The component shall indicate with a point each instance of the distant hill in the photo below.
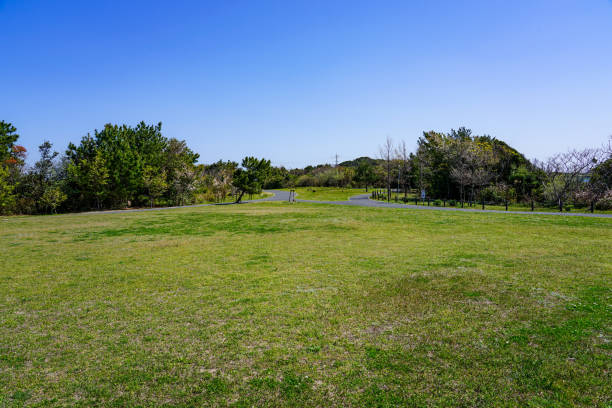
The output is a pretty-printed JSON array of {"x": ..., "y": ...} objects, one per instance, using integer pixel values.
[{"x": 356, "y": 162}]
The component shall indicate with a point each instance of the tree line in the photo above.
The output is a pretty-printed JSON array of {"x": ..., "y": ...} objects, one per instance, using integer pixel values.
[
  {"x": 118, "y": 167},
  {"x": 122, "y": 166}
]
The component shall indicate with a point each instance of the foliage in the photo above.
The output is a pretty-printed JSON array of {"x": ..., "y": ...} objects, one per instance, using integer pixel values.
[{"x": 251, "y": 177}]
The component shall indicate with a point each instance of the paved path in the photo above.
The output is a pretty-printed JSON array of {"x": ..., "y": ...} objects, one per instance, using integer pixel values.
[{"x": 363, "y": 200}]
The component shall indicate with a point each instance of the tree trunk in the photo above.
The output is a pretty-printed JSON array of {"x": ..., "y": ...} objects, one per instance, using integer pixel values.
[{"x": 240, "y": 197}]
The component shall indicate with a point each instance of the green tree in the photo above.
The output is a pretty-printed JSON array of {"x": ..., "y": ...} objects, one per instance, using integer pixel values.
[
  {"x": 365, "y": 174},
  {"x": 8, "y": 137},
  {"x": 7, "y": 198},
  {"x": 155, "y": 182},
  {"x": 251, "y": 177}
]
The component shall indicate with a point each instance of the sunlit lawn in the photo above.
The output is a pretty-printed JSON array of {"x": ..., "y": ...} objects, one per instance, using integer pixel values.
[
  {"x": 395, "y": 198},
  {"x": 272, "y": 304}
]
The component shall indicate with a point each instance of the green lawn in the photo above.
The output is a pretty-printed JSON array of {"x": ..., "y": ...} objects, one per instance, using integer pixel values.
[
  {"x": 273, "y": 304},
  {"x": 326, "y": 193}
]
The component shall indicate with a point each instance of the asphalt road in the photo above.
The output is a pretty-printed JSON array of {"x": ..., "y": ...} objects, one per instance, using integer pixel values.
[{"x": 363, "y": 200}]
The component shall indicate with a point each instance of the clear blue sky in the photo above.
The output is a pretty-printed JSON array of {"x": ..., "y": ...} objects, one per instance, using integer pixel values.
[{"x": 297, "y": 82}]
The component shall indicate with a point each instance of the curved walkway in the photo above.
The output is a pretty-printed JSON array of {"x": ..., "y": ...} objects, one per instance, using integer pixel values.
[
  {"x": 363, "y": 200},
  {"x": 360, "y": 200}
]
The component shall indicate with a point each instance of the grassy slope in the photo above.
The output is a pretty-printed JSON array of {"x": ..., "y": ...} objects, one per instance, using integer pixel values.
[
  {"x": 511, "y": 207},
  {"x": 276, "y": 304},
  {"x": 326, "y": 193}
]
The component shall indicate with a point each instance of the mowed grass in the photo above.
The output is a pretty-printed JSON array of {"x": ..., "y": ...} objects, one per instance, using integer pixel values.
[
  {"x": 326, "y": 193},
  {"x": 272, "y": 304}
]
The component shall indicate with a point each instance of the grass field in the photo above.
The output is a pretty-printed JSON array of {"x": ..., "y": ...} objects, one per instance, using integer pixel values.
[
  {"x": 272, "y": 304},
  {"x": 326, "y": 193}
]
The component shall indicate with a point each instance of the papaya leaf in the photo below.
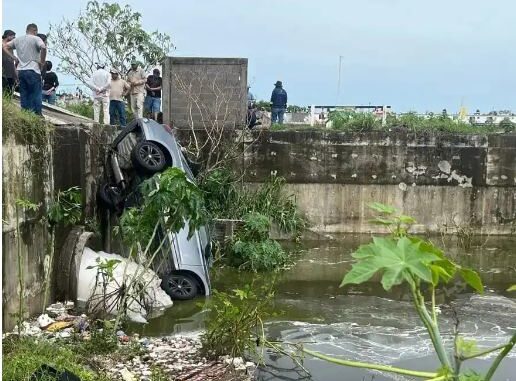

PROBLEM TO WORK ON =
Give back the whole listing exactly as it stands. Drop every picture.

RESULT OF THIS EXERCISE =
The component shall indicate with a point each instance of the distant hill in the photo below.
The output is a pretty-printed JSON array of {"x": ..., "y": ...} objects, one per instance, using integer pixel values.
[{"x": 356, "y": 162}]
The component shall indicate with a point each instance of the tree line in the photo above.
The output is a pretty-printed JSON array of {"x": ..., "y": ...} objects, one per instance, using integer pixel values.
[
  {"x": 118, "y": 167},
  {"x": 122, "y": 166}
]
The component shall indicate with a point each instance of the foliage in the photo above.
The output is a pretty-printed JSON array of {"x": ..., "y": ...} objects, one per instance, using integer pixel values.
[{"x": 251, "y": 177}]
The component shall indicate with a point each instance of the paved path in the photo above.
The output is a pretty-printed JSON array of {"x": ..., "y": ...} objects, one per instance, using integer pixel values.
[{"x": 363, "y": 200}]
The component shall indicate with a point each instance of the tree trunk in the photo above.
The output is a pretty-printed JSON array of {"x": ..., "y": ...} objects, one per instance, using integer pixel values.
[{"x": 240, "y": 197}]
The component shall indicate with a point each instance of the green tree in the photo above.
The output is a pretty-printed JSON array of {"x": ..., "y": ...} objects, one per instance, using integer pixel values.
[
  {"x": 365, "y": 174},
  {"x": 8, "y": 137},
  {"x": 7, "y": 198},
  {"x": 155, "y": 182},
  {"x": 251, "y": 177}
]
The component shall indicate with a point each instance of the sunlit lawn in the photo above.
The output is a pretty-printed JSON array of {"x": ..., "y": ...} objects, one per instance, using integer pixel values.
[
  {"x": 395, "y": 198},
  {"x": 272, "y": 304}
]
The component shall indicate with a point each instance of the green lawn in the photo above.
The output is a pretty-printed JSON array of {"x": ..., "y": ...} objects, one per instance, using integer pixel values.
[
  {"x": 273, "y": 304},
  {"x": 326, "y": 193}
]
The component shall indicate with a point each instance of the asphalt road in the photo above.
The output is a pretty-printed JSON array of {"x": ..., "y": ...} objects, one per instance, using integer pixel values.
[{"x": 363, "y": 200}]
The component shall indicate with a point each instance of the clear blue sky in the photo above.
The output is a pretty-printed JSON array of {"x": ..., "y": ...} objects, one per instance, using integer pixel values.
[{"x": 297, "y": 82}]
The component shall indicate with a point each instance of the curved walkway in the photo above.
The output is a pretty-printed JSON array of {"x": ..., "y": ...} objects, one per instance, using integer pixel values.
[
  {"x": 363, "y": 200},
  {"x": 360, "y": 200}
]
The component shall indicate with a point each instance of the grassy slope in the photo above.
The output is a pretty-printed JSON array of {"x": ..., "y": ...} objects, one per instance, using integer pixel values.
[
  {"x": 511, "y": 207},
  {"x": 276, "y": 304},
  {"x": 326, "y": 193}
]
The component shall indicate with a point each instance of the mowed grass in the photo above.
The output is a pretty-printed JSON array of {"x": ..., "y": ...} objects, one per instance, using integer pixel values.
[
  {"x": 326, "y": 193},
  {"x": 272, "y": 304}
]
The component shall indicate with a point each instance of the grass field in the photo above.
The output is a pretty-printed JSON array of {"x": ..., "y": ...} objects, one per instance, using integer pixel values.
[
  {"x": 272, "y": 304},
  {"x": 326, "y": 193}
]
The component shall indicate with a point each instance of the papaya leaf in the photo below.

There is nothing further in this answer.